### SELECTED PASSAGE
►
Stormpot object pool

560 views
Skip to first unread message

Chris Vest

unread,
Sep 7, 2015, 6:12:36 PM9/7/15
to mechanica...@googlegroups.com
Hi,

There has occasionally been some discussion about object pooling on this list, and since I just released a new version of my object pooling library, I thought I’d share a few details about the design for those who might find it interesting.

First off, the release notes are here, and include benchmark results that shows it doing over 2 billion claim+release operations per second on a 64 core box: https://medium.com/@chrisvest/released-stormpot-2-4-eeab4aec86d0

Stormpot is what I would call a “general purpose” pool, so it assumes concurrent access from an unknown number of threads. This is shared, mutable memory concurrency, so to get performance you have to avoid contention and coherence traffic as much as possible. Perhaps it then seems ironic that, since Stormpot pools are always bounded and the claim method is a blocking operation, the foundation for the design is the BlockingQueue. These things are pretty slow, but I get performance back by adding a fast-path on top and playing a few tricks.

The first trick is putting a ThreadLocal cache in front of the queue. A thread that wants to claim an object will now first try to claim the object in the thread local cache, which will contain the previous object claimed by that thread, if any. The claimed/free state of an object can now no longer be implied by the queue and has to be contained in the objects themselves, but at least contention spreads out and, if there are enough to go around, each thread will get a dedicated object.
◄
### TO BE DONE
List each consequence that the Stormpot post says follows from putting a ThreadLocal cache in front of the queue.

### DATASET EXTRACT
►
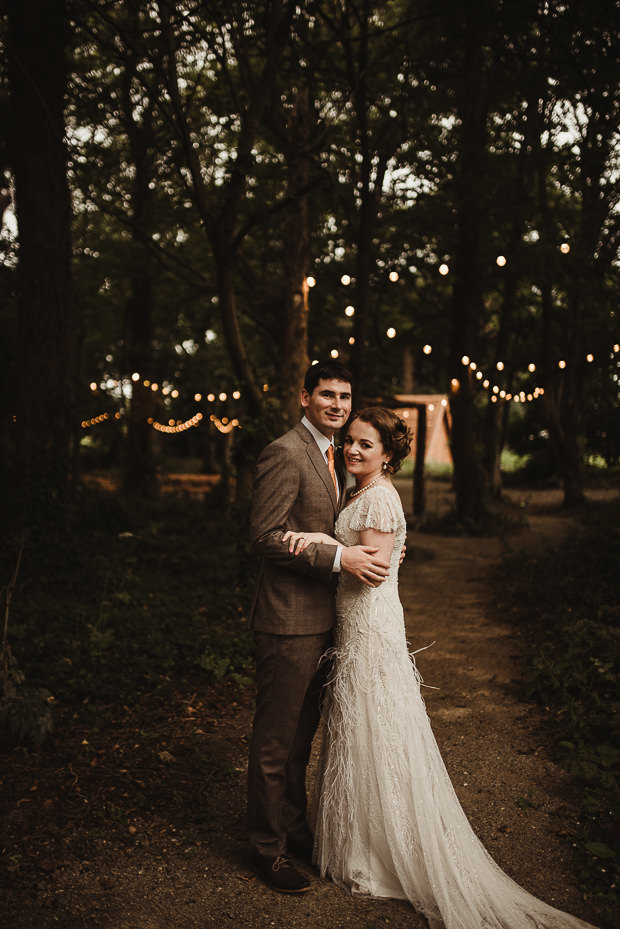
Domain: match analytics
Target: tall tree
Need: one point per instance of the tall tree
◄
### EXERCISE ANSWER
- A thread that wants to claim an object first tries to claim the object in its thread-local cache, which holds the previous object that thread claimed, if any.
- The queue can no longer imply whether an object is claimed or free, so that state has to be stored in the objects themselves.
- Contention spreads out.
- If there are enough objects to go around, each thread gets a dedicated object.